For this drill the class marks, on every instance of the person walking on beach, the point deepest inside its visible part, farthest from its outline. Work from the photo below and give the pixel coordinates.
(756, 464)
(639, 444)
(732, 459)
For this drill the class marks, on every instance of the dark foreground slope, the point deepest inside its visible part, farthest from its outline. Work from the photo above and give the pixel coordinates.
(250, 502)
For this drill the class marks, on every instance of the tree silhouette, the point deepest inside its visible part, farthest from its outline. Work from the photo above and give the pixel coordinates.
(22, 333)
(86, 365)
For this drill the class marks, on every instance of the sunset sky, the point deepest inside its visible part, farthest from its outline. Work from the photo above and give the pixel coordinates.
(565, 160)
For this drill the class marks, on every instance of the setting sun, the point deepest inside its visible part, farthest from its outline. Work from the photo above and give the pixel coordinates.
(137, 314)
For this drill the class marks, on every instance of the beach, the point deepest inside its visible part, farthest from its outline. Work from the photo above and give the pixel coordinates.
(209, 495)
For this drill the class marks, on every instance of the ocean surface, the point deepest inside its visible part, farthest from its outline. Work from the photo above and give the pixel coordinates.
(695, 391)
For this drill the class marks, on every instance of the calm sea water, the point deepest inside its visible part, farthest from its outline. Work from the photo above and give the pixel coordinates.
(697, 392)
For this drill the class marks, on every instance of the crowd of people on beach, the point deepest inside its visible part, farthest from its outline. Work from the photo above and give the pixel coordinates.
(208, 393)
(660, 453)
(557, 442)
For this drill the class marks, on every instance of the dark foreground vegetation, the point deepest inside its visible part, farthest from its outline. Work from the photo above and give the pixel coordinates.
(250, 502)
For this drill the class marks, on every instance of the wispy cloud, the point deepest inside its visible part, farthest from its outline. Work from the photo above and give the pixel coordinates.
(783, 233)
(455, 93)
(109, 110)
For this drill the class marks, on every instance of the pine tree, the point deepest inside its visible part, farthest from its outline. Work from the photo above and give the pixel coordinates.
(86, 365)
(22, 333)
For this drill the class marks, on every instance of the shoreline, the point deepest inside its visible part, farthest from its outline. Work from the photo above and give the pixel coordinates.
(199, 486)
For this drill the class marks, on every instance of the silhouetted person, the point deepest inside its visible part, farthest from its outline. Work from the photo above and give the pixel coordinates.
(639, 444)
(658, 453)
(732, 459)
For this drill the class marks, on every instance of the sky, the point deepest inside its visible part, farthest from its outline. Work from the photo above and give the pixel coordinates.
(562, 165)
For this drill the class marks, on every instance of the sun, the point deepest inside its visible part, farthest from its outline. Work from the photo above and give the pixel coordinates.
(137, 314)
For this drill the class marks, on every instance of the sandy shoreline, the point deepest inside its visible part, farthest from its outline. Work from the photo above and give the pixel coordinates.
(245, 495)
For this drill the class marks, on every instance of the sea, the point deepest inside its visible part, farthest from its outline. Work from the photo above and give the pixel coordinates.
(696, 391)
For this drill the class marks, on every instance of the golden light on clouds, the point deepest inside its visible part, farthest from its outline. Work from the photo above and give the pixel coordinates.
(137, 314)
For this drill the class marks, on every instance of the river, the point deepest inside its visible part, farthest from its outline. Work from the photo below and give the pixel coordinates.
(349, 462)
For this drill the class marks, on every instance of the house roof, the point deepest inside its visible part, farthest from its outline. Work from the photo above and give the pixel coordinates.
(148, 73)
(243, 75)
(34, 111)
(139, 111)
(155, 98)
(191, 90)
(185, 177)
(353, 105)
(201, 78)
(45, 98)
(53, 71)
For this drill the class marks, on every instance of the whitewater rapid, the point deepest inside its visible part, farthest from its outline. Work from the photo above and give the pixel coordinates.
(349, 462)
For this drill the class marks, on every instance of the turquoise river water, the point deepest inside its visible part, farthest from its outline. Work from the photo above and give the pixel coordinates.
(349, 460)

##########

# Goal:
In the listing above, find the line with "of the silhouetted" and set down that line and all after it exactly, through the final line.

# Written response:
For this drill the class marks, on every instance of the silhouetted person, the point deepest inside its visible part, farthest from its outline. Work from the photo above and give the pixel coordinates.
(639, 444)
(658, 453)
(732, 459)
For this drill the class marks, on every instance of the sky, the point deepest inside its visible part, farthest from its outline. Work from the photo above and give the pixel coordinates.
(562, 165)
For this drill the class marks, on every instance of the sun, the point deepest inside its visible part, farthest from its outline. Work from the photo above and give the pixel coordinates.
(137, 314)
For this drill the class marks, on every instance of the sandy shoreline, the point deepest inside its visible part, farthest from its outline. Work from the photo above and give the pixel coordinates.
(245, 495)
For this drill the class marks, on every instance of the sea, the point deepest inside its visible part, farthest from its outline. Work from the photo above and give the pixel coordinates.
(696, 391)
For this drill the class marks, on every instance of the golden light on clouds, the point deepest inside its visible part, farthest from its outline. Work from the photo above and give the pixel coordinates.
(137, 314)
For this drill the class marks, on every instance of the river, the point deepest inside its visible part, farthest from its outline. Work from the photo below and give the pixel coordinates.
(349, 462)
For this drill the class marks, on every instance of the house roof, the point deepest inside its visible part, farthest from its outline. Work from the photo above and give the pixel coordinates.
(148, 73)
(243, 75)
(34, 111)
(139, 111)
(155, 98)
(191, 90)
(185, 177)
(353, 105)
(201, 78)
(45, 98)
(53, 71)
For this drill the class marks, on every instance of the whitewater rapid, the point deepest inside its visible part, farthest from its outline. Work from the photo above and give the pixel coordinates.
(349, 462)
For this drill the class marks, on every instance of the turquoise river water, the point deepest inside its visible part, farthest from its outline. Work from the photo above and give the pixel coordinates.
(349, 460)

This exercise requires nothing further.